Rewrite the lines of the records below as a JSON list of strings, one string per line with blank lines omitted, starting at the line containing "Target: concrete bollard" and ending at the end of the records.

Excerpts from point annotation data

-----

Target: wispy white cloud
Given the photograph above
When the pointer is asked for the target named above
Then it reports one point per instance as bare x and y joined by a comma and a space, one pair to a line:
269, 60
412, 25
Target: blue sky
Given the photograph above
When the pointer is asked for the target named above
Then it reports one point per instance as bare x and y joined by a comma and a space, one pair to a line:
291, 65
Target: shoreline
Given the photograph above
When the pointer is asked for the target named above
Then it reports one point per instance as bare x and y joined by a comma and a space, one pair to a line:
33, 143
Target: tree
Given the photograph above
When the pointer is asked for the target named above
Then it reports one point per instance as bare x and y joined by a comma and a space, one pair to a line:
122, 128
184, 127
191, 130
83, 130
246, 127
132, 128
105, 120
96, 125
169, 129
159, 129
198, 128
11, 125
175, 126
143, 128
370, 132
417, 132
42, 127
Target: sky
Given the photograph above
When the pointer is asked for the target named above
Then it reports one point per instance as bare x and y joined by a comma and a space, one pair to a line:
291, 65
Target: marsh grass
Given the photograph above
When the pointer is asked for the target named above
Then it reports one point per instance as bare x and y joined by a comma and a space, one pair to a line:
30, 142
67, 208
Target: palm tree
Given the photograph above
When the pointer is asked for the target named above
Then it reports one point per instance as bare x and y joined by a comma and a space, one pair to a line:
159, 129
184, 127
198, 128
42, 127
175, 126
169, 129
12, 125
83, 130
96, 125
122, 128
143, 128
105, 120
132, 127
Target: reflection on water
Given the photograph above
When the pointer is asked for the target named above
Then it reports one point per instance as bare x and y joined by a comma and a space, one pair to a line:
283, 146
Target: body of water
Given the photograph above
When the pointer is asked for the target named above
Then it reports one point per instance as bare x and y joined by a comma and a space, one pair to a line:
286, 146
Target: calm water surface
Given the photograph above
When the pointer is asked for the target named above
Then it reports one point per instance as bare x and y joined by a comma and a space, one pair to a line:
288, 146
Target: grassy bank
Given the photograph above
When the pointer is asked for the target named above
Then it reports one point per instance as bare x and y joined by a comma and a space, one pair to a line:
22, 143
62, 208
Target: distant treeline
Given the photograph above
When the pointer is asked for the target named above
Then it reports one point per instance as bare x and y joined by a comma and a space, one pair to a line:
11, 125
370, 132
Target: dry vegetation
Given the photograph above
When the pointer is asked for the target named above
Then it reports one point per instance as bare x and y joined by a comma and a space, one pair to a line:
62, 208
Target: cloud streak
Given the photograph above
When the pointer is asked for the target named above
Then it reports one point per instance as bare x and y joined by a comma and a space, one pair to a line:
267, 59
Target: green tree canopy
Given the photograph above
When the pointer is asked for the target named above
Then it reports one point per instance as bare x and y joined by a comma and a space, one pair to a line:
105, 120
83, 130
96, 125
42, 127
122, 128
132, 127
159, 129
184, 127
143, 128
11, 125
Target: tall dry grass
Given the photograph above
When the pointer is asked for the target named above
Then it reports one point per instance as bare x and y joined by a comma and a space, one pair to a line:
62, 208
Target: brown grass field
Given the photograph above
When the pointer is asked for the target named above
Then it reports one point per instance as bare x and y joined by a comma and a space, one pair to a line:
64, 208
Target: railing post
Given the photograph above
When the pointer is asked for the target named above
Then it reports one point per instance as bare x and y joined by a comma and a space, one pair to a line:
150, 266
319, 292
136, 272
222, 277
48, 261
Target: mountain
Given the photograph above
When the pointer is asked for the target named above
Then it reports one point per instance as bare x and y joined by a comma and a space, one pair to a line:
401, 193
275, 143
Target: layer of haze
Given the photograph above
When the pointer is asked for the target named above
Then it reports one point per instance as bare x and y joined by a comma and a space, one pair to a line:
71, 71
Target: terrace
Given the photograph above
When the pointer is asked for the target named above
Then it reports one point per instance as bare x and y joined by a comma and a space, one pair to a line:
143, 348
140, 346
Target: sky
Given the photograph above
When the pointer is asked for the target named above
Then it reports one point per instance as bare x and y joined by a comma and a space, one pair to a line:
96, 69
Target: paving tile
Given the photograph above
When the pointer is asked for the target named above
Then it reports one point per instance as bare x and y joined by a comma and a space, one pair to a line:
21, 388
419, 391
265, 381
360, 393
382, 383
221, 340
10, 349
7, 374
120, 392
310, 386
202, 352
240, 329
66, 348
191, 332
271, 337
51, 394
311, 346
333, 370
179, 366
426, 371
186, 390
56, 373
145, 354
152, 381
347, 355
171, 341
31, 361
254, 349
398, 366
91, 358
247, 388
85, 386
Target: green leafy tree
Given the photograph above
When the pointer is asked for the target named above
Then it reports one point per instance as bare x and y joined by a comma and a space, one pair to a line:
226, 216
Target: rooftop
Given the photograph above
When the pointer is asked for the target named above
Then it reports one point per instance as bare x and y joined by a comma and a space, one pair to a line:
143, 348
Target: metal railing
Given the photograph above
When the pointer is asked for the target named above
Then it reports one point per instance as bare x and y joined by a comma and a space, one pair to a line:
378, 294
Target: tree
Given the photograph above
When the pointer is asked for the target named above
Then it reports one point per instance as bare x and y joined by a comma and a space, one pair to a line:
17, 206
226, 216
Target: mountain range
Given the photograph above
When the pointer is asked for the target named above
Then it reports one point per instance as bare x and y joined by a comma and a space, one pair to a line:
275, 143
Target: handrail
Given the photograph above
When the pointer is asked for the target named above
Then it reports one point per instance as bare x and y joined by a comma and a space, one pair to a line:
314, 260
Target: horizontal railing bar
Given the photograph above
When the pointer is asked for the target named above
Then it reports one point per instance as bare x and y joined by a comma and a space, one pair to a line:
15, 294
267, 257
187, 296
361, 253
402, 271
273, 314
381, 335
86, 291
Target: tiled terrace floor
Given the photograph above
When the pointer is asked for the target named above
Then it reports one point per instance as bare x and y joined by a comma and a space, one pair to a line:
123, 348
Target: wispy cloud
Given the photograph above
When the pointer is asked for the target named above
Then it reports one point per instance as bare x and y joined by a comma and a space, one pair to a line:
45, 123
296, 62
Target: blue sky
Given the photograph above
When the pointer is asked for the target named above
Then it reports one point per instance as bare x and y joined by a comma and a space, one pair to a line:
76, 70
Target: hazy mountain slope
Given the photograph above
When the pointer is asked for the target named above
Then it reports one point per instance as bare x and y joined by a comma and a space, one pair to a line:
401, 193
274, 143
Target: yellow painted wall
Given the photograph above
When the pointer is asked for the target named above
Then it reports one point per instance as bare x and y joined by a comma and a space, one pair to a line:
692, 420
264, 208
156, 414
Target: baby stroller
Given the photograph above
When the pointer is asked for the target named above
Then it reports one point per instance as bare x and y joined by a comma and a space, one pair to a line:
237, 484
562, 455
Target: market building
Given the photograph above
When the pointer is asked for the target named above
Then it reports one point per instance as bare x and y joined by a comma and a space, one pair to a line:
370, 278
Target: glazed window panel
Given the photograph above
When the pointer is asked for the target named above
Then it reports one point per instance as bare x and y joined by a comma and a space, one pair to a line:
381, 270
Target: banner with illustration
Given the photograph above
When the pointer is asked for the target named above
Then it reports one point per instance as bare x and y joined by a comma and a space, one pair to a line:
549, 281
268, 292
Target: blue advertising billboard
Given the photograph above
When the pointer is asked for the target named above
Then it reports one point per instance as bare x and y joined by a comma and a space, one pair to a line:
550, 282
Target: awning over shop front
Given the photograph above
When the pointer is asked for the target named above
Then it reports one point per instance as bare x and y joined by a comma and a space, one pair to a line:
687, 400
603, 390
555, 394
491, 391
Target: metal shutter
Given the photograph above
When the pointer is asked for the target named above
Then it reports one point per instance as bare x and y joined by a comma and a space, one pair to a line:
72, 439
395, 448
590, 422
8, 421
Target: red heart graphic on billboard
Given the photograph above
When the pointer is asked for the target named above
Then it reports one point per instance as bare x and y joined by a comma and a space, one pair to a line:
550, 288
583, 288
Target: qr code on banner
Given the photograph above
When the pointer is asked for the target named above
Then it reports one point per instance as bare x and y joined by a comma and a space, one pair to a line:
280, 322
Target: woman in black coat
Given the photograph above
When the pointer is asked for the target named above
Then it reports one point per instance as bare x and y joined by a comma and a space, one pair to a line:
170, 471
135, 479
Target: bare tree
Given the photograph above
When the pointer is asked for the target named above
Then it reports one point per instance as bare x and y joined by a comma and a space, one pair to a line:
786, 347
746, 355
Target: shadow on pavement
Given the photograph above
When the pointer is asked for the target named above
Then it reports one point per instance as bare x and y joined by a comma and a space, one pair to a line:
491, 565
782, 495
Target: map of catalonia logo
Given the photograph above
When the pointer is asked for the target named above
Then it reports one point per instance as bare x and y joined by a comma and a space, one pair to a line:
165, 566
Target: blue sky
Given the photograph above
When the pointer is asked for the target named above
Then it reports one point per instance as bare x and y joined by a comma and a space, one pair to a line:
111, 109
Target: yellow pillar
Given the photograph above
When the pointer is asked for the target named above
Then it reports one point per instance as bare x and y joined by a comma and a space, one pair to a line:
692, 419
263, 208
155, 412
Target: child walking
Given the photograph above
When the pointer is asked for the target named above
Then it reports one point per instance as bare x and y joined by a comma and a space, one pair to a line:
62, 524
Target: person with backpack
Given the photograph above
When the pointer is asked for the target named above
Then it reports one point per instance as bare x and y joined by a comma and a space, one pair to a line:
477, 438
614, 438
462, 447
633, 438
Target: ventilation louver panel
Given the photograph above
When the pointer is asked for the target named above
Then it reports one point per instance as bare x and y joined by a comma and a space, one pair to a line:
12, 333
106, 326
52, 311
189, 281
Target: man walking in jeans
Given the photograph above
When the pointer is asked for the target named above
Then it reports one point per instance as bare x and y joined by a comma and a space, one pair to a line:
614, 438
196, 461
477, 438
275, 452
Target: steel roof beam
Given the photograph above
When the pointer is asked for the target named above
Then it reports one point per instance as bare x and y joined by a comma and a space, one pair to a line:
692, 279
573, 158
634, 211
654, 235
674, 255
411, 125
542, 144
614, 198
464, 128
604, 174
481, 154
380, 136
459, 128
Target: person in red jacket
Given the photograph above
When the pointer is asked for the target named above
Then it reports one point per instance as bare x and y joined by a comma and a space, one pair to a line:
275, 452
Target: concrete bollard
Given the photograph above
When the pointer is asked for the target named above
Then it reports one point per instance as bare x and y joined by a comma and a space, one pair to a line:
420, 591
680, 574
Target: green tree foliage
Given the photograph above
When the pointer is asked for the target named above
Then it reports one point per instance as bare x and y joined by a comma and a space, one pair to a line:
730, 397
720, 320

-----

### The answer
[
  "Target: concrete bollard",
  "Given the photograph above",
  "When the pointer is asked for the target named above",
  "Then it reports one point per instance as bare x and y joined by a comma and a space, one pair to a line:",
  "420, 591",
  "680, 574",
  "Target: green tree foliage",
  "Given the photograph above",
  "When the pointer is asked for the target named above",
  "Then it reports one point per instance as bare x and y joined by a comma and a space, one pair to a line:",
  "730, 397",
  "720, 320"
]